- **What you are asked to do**: Rewrite the entries below, swapping every "match analysis" for "sports footage review" and leaving all else untouched.
── Given data
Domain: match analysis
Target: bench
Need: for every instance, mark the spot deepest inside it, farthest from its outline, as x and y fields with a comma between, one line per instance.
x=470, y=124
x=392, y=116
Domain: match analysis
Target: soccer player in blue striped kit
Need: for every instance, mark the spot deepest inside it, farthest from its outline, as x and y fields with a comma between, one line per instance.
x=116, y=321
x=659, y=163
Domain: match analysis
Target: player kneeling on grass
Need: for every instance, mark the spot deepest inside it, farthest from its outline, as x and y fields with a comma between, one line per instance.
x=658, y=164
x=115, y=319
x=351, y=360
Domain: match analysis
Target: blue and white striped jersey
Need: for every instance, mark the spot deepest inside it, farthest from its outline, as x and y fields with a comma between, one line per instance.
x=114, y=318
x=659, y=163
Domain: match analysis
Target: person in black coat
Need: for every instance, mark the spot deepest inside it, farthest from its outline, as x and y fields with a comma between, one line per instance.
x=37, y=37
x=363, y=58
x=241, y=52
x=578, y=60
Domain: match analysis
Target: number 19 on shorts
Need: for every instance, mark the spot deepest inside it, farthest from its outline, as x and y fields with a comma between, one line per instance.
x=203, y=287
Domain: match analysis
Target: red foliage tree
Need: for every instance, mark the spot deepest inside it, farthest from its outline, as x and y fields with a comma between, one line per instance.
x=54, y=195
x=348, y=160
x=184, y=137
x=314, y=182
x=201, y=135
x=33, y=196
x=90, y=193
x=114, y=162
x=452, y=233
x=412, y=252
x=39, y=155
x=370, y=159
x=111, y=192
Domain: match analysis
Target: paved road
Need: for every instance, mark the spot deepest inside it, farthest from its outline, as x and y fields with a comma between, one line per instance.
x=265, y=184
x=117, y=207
────
- **Result below**:
Domain: sports footage review
Target: bench
Need: for every instance, mark the spot deepest inside it, farthest from its outline, as x and y fields with a comma between, one line per instance.
x=470, y=124
x=392, y=116
Domain: sports footage review
Target: soccer player in blue striped kit
Need: for every instance, mark the spot deepest inside it, farthest from its outline, as x and y fields with a comma between, one line per instance.
x=116, y=321
x=659, y=163
Domain: sports footage review
Target: player kneeling on grass
Need: for every instance, mark the spot deepest inside it, farthest from its outline, as x and y fields with a comma between, one line per instance.
x=658, y=164
x=115, y=319
x=351, y=360
Domain: sports footage review
Target: blue and white striped jersey
Need: for every instance, mark the spot deepest inside it, farthest from its outline, as x and y fields with a comma between, one line per instance.
x=114, y=318
x=659, y=163
Domain: sports footage review
Target: person in black coat
Need: for every instance, mark the spot deepest inside it, farthest from its outline, as x and y fields with a comma between, one line per instance.
x=37, y=37
x=363, y=58
x=241, y=52
x=578, y=60
Domain: sports footage review
Target: number 19 on shorts
Need: for every instance, mark the spot deepest inside it, farthest from its outline, as x and y fields with a comma between, one line per instance.
x=203, y=287
Domain: sports footage review
Target: red foliage tree
Need: for every instance, mark the spot deepest inside it, farthest from its outline, as x and y fields with a comma between, one line per instance.
x=54, y=195
x=348, y=160
x=184, y=137
x=314, y=182
x=201, y=135
x=33, y=196
x=90, y=193
x=114, y=162
x=452, y=233
x=412, y=252
x=39, y=155
x=370, y=159
x=111, y=192
Domain: sports footage review
Target: paved road
Need: for every instance, mark the spot deepest inside it, farthest from its outline, as x and y fields with a comma between, one line per instance.
x=265, y=184
x=117, y=207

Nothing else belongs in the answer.